## Goal of the exercise
Add 127 to every coordinate in the answers and write out the lines again, requests included, for the stretch from the start of the lines through the line containing "POLYGON ((42 34, 33".

## Data supplied
⁂

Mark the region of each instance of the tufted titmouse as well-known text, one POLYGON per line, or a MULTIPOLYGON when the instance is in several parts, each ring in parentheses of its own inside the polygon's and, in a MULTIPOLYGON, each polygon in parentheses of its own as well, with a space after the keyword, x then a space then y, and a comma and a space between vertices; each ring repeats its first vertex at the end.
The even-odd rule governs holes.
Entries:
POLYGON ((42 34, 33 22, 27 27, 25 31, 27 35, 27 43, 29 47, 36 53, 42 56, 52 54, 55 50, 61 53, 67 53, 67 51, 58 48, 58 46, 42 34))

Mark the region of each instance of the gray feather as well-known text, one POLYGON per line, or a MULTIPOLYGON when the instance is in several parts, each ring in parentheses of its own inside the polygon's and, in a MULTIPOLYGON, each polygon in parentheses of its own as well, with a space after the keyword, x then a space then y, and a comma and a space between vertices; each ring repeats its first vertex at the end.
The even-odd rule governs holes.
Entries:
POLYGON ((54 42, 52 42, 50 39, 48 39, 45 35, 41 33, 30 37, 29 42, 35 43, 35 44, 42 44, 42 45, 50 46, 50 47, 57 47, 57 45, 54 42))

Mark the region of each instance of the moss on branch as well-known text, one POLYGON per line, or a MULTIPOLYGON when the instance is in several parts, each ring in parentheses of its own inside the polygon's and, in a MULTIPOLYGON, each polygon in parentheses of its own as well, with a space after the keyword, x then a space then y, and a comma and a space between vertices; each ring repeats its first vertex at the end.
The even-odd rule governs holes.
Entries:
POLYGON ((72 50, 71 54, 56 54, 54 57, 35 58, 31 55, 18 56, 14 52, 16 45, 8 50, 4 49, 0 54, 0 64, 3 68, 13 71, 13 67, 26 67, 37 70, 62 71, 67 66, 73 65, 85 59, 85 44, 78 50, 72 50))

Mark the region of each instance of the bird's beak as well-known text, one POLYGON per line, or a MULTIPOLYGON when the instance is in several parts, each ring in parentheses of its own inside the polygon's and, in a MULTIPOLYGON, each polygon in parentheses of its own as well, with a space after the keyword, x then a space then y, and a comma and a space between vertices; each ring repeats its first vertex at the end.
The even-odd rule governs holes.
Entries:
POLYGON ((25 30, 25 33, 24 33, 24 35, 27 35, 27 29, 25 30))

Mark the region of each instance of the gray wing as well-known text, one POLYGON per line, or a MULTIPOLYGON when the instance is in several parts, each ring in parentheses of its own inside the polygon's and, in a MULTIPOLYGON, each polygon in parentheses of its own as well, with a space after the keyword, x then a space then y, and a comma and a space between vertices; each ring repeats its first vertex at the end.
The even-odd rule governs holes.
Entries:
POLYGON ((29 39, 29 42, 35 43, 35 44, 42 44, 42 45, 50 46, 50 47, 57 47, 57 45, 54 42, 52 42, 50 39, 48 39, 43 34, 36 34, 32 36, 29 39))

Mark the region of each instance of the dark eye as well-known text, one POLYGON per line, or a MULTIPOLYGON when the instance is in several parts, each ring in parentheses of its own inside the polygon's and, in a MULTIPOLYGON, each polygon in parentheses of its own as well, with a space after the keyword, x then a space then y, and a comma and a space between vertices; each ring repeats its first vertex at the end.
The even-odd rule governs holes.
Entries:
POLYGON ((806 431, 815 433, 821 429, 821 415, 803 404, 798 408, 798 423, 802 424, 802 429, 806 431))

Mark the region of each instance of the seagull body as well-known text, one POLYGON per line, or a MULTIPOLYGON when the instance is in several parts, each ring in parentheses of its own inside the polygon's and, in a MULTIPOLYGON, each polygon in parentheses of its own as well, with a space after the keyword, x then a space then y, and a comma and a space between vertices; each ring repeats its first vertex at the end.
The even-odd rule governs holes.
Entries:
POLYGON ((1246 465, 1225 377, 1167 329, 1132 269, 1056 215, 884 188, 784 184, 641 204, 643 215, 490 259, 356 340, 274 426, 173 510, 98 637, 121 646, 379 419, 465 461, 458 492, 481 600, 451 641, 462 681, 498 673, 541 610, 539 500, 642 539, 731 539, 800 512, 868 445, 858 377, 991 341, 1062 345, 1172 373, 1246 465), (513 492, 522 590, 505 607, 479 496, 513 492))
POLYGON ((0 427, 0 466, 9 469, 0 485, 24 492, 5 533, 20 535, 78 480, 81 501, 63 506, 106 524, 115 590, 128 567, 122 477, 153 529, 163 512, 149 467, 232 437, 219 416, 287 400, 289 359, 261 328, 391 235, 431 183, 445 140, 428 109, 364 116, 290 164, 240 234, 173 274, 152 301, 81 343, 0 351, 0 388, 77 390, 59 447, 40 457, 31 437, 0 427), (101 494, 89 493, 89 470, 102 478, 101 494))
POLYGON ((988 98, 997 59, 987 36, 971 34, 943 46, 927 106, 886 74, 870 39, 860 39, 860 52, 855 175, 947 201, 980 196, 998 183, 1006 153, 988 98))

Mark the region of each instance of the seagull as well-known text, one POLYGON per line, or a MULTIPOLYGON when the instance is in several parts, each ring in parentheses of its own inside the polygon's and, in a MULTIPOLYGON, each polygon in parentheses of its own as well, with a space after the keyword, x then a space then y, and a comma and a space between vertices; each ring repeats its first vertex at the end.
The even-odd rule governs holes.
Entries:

⁂

## Response to the exercise
Mark the region of each instance of the tufted titmouse as well-known text, one POLYGON per line, or a MULTIPOLYGON when the instance is in several parts, each ring in parentheses of its own inside the polygon's and, in a MULTIPOLYGON, each polygon in parentheses of its own as well, with a space after the keyword, x then a space then y, and a comma and a space between vertices; each ring repeats its first vertex at the end.
The even-odd rule governs holes.
Entries:
POLYGON ((169 161, 160 149, 154 154, 152 158, 154 162, 154 170, 156 174, 163 180, 169 183, 179 181, 182 177, 188 180, 194 180, 194 178, 185 175, 185 173, 169 161))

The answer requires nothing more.